▶ **Job**:
Copy every one of the records below word for word, leaving out the pictures.

◆ ◆ ◆ ◆ ◆ ◆ ◆

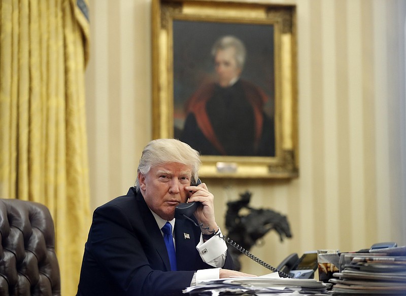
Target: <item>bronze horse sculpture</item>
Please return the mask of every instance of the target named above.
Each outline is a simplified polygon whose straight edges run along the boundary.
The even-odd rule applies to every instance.
[[[255,209],[248,206],[251,194],[247,191],[240,194],[239,200],[227,203],[225,226],[226,236],[234,243],[248,251],[257,241],[268,232],[274,230],[279,235],[281,241],[284,238],[292,237],[289,224],[286,216],[268,209]],[[245,209],[248,214],[242,215],[240,211]],[[236,248],[228,245],[236,270],[240,270],[239,256],[242,254]]]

◆ ◆ ◆ ◆ ◆ ◆ ◆

▶ **Task solution**:
Target: <item>bronze horse sculpture</item>
Please return the mask of every instance of the target named above.
Each outline is a simplified polygon whose straight edges run along the boundary.
The even-odd rule applies to every instance.
[[[255,209],[248,206],[251,194],[247,191],[240,194],[239,200],[227,203],[225,226],[226,236],[234,243],[248,251],[257,241],[268,232],[274,230],[279,235],[281,241],[284,238],[292,237],[289,224],[286,216],[268,209]],[[245,209],[248,214],[242,215],[240,211]],[[236,248],[228,245],[236,270],[240,270],[239,256],[242,254]]]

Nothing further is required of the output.